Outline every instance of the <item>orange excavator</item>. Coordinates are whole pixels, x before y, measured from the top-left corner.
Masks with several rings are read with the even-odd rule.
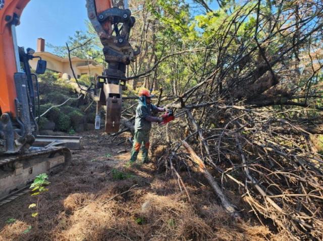
[[[37,75],[31,74],[28,61],[39,57],[31,48],[25,51],[18,47],[16,34],[29,1],[0,0],[0,205],[19,196],[38,174],[60,170],[71,157],[66,148],[32,146],[38,131],[35,110],[39,90]],[[116,2],[118,7],[113,6]],[[108,63],[97,77],[98,104],[106,105],[105,131],[117,132],[126,66],[140,52],[129,42],[135,19],[126,0],[86,0],[86,8]],[[36,73],[40,74],[46,63],[39,58]]]

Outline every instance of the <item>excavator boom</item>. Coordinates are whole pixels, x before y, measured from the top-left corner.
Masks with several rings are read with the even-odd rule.
[[[52,142],[50,139],[50,144],[45,147],[31,147],[38,131],[34,90],[37,85],[37,76],[31,73],[28,61],[37,57],[32,49],[25,51],[18,47],[16,35],[16,27],[29,1],[0,0],[0,205],[12,199],[12,195],[17,196],[37,175],[56,172],[70,159],[68,149],[53,146],[64,142],[62,140]],[[86,1],[89,18],[108,63],[107,69],[97,78],[98,105],[106,106],[105,131],[116,132],[126,66],[140,52],[134,51],[129,42],[135,19],[125,7],[127,4],[119,8],[113,6],[112,0]],[[36,73],[43,74],[45,69],[46,62],[39,60]]]

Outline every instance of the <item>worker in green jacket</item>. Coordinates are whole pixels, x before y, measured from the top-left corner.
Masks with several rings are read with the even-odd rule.
[[[151,95],[148,90],[142,89],[139,92],[139,104],[136,110],[135,135],[133,146],[131,151],[130,164],[137,160],[140,147],[142,151],[143,162],[149,162],[148,151],[149,148],[149,134],[151,123],[160,123],[163,119],[160,117],[154,117],[152,113],[165,111],[164,108],[157,107],[151,104]]]

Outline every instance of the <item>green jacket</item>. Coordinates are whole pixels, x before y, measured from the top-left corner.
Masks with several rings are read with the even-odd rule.
[[[152,113],[155,114],[158,112],[158,108],[155,105],[149,104],[145,105],[139,101],[136,110],[135,130],[149,132],[151,129],[151,122],[147,120],[146,118],[148,116],[151,116]]]

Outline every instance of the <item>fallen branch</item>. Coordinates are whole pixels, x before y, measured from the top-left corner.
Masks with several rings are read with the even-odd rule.
[[[228,200],[227,197],[226,197],[222,192],[222,190],[221,190],[221,189],[219,186],[219,184],[218,184],[217,181],[214,180],[211,173],[210,173],[208,170],[207,170],[207,169],[206,168],[205,165],[203,162],[203,161],[202,161],[196,153],[195,153],[187,142],[185,141],[182,141],[182,143],[185,148],[186,148],[186,150],[187,150],[187,151],[191,155],[192,161],[197,165],[199,167],[199,171],[201,172],[207,179],[209,184],[212,188],[213,188],[216,194],[221,200],[222,206],[225,208],[227,212],[230,213],[230,215],[234,218],[238,219],[241,218],[239,213],[236,210],[235,207]]]

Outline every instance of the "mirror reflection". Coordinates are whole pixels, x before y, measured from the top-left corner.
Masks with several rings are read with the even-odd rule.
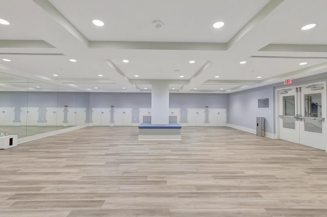
[[[19,139],[85,124],[88,94],[0,73],[0,132]]]

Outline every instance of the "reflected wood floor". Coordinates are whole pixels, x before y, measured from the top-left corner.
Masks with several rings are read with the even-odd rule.
[[[0,216],[326,216],[324,151],[228,127],[90,127],[0,150]]]

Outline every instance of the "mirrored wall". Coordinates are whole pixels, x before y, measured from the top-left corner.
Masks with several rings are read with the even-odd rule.
[[[0,132],[18,139],[85,124],[88,93],[0,73]]]

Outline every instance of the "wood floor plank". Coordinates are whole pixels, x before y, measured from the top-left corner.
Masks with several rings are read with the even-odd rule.
[[[0,150],[0,217],[327,216],[324,151],[228,127],[181,133],[89,127]]]

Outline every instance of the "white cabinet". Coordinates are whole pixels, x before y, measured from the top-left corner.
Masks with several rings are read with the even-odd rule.
[[[143,123],[143,116],[151,115],[151,108],[138,108],[138,122]]]
[[[92,108],[92,123],[93,126],[110,126],[110,108]]]
[[[188,125],[189,126],[204,126],[205,109],[188,108]]]
[[[115,126],[131,126],[132,108],[115,108],[113,123]]]
[[[15,107],[0,107],[0,125],[12,125],[15,122]]]
[[[180,123],[180,108],[169,108],[169,115],[171,116],[176,116],[178,123]]]
[[[226,126],[226,108],[209,108],[209,126]]]
[[[68,126],[85,124],[86,121],[86,108],[68,108],[67,110],[67,122]]]
[[[21,125],[37,126],[39,122],[38,107],[20,107]]]
[[[57,126],[58,108],[47,107],[45,112],[46,126]]]
[[[76,125],[82,125],[86,123],[86,108],[76,108]]]

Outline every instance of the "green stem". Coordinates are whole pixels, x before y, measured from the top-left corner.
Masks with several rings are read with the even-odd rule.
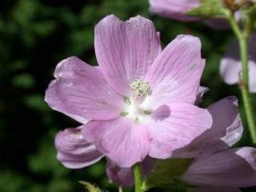
[[[250,31],[248,29],[250,27],[247,27],[246,26],[245,27],[246,30],[244,32],[242,31],[238,24],[235,21],[233,14],[229,10],[226,10],[226,14],[239,43],[240,58],[242,64],[242,77],[241,77],[242,79],[240,79],[239,86],[242,92],[250,137],[253,143],[256,144],[256,126],[249,94],[248,38]]]
[[[135,182],[135,192],[143,192],[142,189],[142,174],[141,174],[141,165],[137,163],[134,167],[134,182]]]

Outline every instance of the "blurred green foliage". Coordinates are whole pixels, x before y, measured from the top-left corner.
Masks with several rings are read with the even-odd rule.
[[[77,55],[97,65],[94,27],[107,14],[152,19],[162,46],[179,34],[198,36],[206,58],[202,85],[212,90],[203,106],[229,95],[240,97],[238,88],[222,83],[218,74],[232,33],[152,15],[146,0],[2,0],[0,10],[0,191],[82,191],[79,180],[117,191],[106,177],[104,161],[80,170],[66,169],[57,161],[55,134],[78,124],[43,101],[59,61]],[[243,145],[250,145],[247,131]]]

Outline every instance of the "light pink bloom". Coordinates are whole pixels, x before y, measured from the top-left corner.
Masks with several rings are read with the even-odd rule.
[[[249,88],[250,92],[256,93],[256,34],[251,34],[249,40]],[[221,61],[220,73],[224,82],[228,85],[239,82],[242,78],[242,62],[239,46],[234,40]]]
[[[186,14],[200,6],[199,0],[150,0],[150,12],[178,21],[198,21]]]
[[[119,166],[166,158],[210,128],[194,105],[205,65],[198,38],[179,35],[162,51],[150,20],[110,15],[95,27],[95,52],[99,67],[75,57],[58,64],[46,101],[89,120],[85,139]]]
[[[186,14],[200,6],[200,0],[149,0],[150,11],[160,16],[184,22],[197,22],[201,18],[188,16]],[[235,18],[241,18],[238,11],[235,12]],[[223,18],[207,18],[205,23],[217,30],[229,29],[228,22]]]
[[[189,189],[194,192],[235,192],[241,191],[239,187],[256,186],[256,150],[229,149],[242,134],[236,98],[222,99],[208,110],[214,120],[211,129],[171,157],[194,158],[180,179],[197,186]],[[119,181],[128,176],[119,175]]]
[[[181,179],[198,186],[192,190],[197,192],[234,192],[256,186],[256,149],[236,148],[200,158],[193,162]]]
[[[55,137],[55,146],[58,150],[58,160],[70,169],[90,166],[104,156],[96,150],[94,144],[83,139],[81,127],[58,132]]]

# INSTRUCTION
Repeat each record exactly, with the pictures left out.

# FULL OUTPUT
Outline every instance of the <item>orange excavator</item>. Coordinates are whole pixels, x before y, measured from the top-left corner.
Masks with several rings are read with the even-odd rule.
[[[37,75],[31,74],[28,61],[39,57],[31,48],[25,51],[18,47],[16,34],[29,1],[0,0],[0,205],[19,196],[38,174],[60,170],[71,157],[66,148],[32,146],[38,131],[35,110],[39,90]],[[116,2],[118,7],[113,6]],[[108,63],[97,77],[98,104],[106,105],[105,131],[117,132],[126,66],[140,52],[129,42],[135,19],[126,0],[86,0],[86,8]],[[36,73],[40,74],[46,63],[39,58]]]

Outline every instance of the <item>excavator boom</item>. Coordinates are whole pixels, x before y, measured from the top-left corner.
Masks with several rings are read with the even-odd rule.
[[[52,142],[50,139],[50,144],[45,147],[31,147],[38,131],[34,90],[37,85],[37,76],[31,73],[28,61],[37,57],[32,49],[25,51],[18,47],[16,35],[16,27],[29,1],[0,0],[0,205],[12,199],[12,195],[17,196],[37,175],[56,172],[70,159],[68,149],[53,146],[64,142],[62,140]],[[86,1],[89,18],[108,63],[107,69],[97,78],[98,105],[106,106],[105,131],[116,132],[126,66],[140,52],[134,51],[129,42],[135,19],[125,7],[127,4],[119,8],[113,6],[112,0]],[[36,73],[43,74],[45,69],[46,62],[39,60]]]

Outline every instance of the <item>worker in green jacket</item>. Coordinates are whole pixels, x before y, measured from the top-left corner.
Masks with several rings are read with the even-odd rule.
[[[151,95],[148,90],[142,89],[139,92],[139,104],[136,110],[135,135],[133,146],[131,151],[130,164],[137,160],[140,147],[142,151],[143,162],[149,162],[148,151],[149,148],[149,134],[151,123],[160,123],[163,119],[160,117],[154,117],[152,113],[165,111],[164,108],[157,107],[151,104]]]

Outline every instance of the <item>green jacket</item>. Coordinates are whole pixels, x before y, measured from the top-left corner.
Masks with several rings are read with the even-odd rule.
[[[152,113],[155,114],[158,112],[158,108],[155,105],[149,104],[145,105],[139,101],[136,110],[135,130],[149,132],[151,129],[151,122],[147,120],[146,118],[148,116],[151,116]]]

Outline every instance of the <item>fallen branch</item>. Coordinates are whole pixels, x before y, measured from the top-left corner.
Masks with several rings are read with the even-odd rule.
[[[228,200],[227,197],[226,197],[222,192],[222,190],[221,190],[221,189],[219,186],[219,184],[218,184],[217,181],[214,180],[211,173],[210,173],[208,170],[207,170],[207,169],[206,168],[205,165],[203,162],[203,161],[202,161],[196,153],[195,153],[187,142],[185,141],[182,141],[182,143],[185,148],[186,148],[186,150],[187,150],[187,151],[191,155],[192,161],[197,165],[199,167],[199,171],[201,172],[207,179],[209,184],[212,188],[213,188],[216,194],[221,200],[222,206],[225,208],[227,212],[230,213],[230,215],[234,218],[238,219],[241,218],[239,213],[236,210],[235,207]]]

Outline every instance of the "mirror reflection". Coordinates are whole pixels, x before y, measured from the top-left corner.
Masks with several rings are read with the even-odd rule.
[[[19,139],[85,124],[88,94],[0,73],[0,132]]]

Outline every instance of the "reflected wood floor". Coordinates are whole pixels, x before y, measured from the top-left corner.
Masks with several rings are read with the even-odd rule.
[[[0,216],[326,216],[324,151],[228,127],[90,127],[0,150]]]

Outline every instance of the "mirrored wall". Coordinates are whole pixels, x before y, measured from the top-left corner.
Masks with several rings are read with the even-odd rule.
[[[0,132],[18,139],[85,124],[88,93],[0,73]]]

Outline every instance of the "wood floor plank". Coordinates are whole pixels, x before y, measured from the top-left corner.
Masks with several rings are read with the even-odd rule.
[[[0,150],[0,217],[327,216],[324,151],[228,127],[181,133],[89,127]]]

Outline every instance of the "white cabinet". Coordinates are whole pixels, x before y, measured from the top-left corner.
Masks with several rings are read with the even-odd rule.
[[[143,123],[143,116],[151,115],[151,108],[138,108],[138,122]]]
[[[92,108],[92,123],[93,126],[110,126],[110,108]]]
[[[188,125],[189,126],[204,126],[205,109],[188,108]]]
[[[115,126],[131,126],[132,108],[115,108],[113,123]]]
[[[15,107],[0,107],[0,125],[12,125],[15,122]]]
[[[180,123],[180,108],[169,108],[169,115],[171,116],[176,116],[178,123]]]
[[[226,126],[226,108],[209,108],[209,126]]]
[[[68,126],[85,124],[86,121],[86,108],[68,108],[67,110],[67,122]]]
[[[21,125],[37,126],[39,122],[38,107],[20,107]]]
[[[57,126],[58,108],[47,107],[45,112],[46,126]]]
[[[76,125],[82,125],[86,123],[86,108],[76,108]]]

Outline every instance of the "green stem". Coordinates are whole pixels, x before y, measured from the top-left corner.
Masks with several rings are read with the even-odd rule.
[[[250,31],[248,29],[250,27],[247,27],[246,26],[245,27],[246,30],[244,32],[242,31],[238,24],[235,21],[233,14],[229,10],[226,10],[226,14],[239,43],[240,58],[242,64],[242,77],[241,77],[242,79],[240,79],[239,86],[242,92],[250,137],[253,143],[256,144],[256,126],[249,94],[248,38]]]
[[[135,182],[135,192],[143,192],[142,189],[142,174],[141,174],[141,165],[137,163],[134,167],[134,182]]]

Outline every instance of the "blurred green foliage". Coordinates are whole pixels, x before y, measured from the top-left corner.
Masks with several rings are read with the even-odd rule.
[[[77,55],[97,65],[94,27],[107,14],[152,19],[162,46],[179,34],[198,36],[206,58],[202,85],[212,90],[203,106],[229,95],[240,97],[238,88],[222,83],[218,74],[232,33],[152,15],[146,0],[2,0],[0,10],[0,191],[82,191],[79,180],[117,191],[106,177],[104,161],[80,170],[66,169],[57,161],[55,134],[78,124],[43,101],[59,61]],[[243,145],[250,145],[247,131]]]

Outline every instance of the "light pink bloom". Coordinates are whole pixels, x before y, measured from the top-left corner.
Masks with several rings are read with the even-odd rule.
[[[249,88],[250,92],[256,93],[256,34],[251,34],[249,40]],[[221,61],[220,73],[224,82],[228,85],[239,82],[242,78],[242,62],[239,46],[234,40]]]
[[[186,14],[200,6],[199,0],[150,0],[150,12],[178,21],[198,21]]]
[[[119,166],[166,158],[210,128],[194,105],[205,65],[198,38],[179,35],[162,51],[150,20],[110,15],[95,27],[95,52],[99,67],[75,57],[58,64],[46,101],[89,120],[85,139]]]
[[[186,14],[200,6],[200,0],[149,0],[150,11],[160,16],[184,22],[197,22],[201,18],[188,16]],[[235,18],[241,18],[238,11],[235,12]],[[223,18],[207,18],[205,23],[217,30],[229,29],[228,22]]]
[[[189,189],[194,192],[235,192],[241,191],[239,187],[256,186],[256,150],[229,149],[242,134],[236,98],[222,99],[208,110],[214,120],[211,129],[171,157],[194,158],[180,179],[197,186]],[[119,181],[128,176],[119,175]]]
[[[181,179],[198,186],[192,190],[197,192],[234,192],[256,186],[256,149],[236,148],[200,158],[193,162]]]
[[[55,137],[55,146],[58,150],[58,160],[70,169],[90,166],[104,156],[96,150],[94,144],[83,139],[81,127],[58,132]]]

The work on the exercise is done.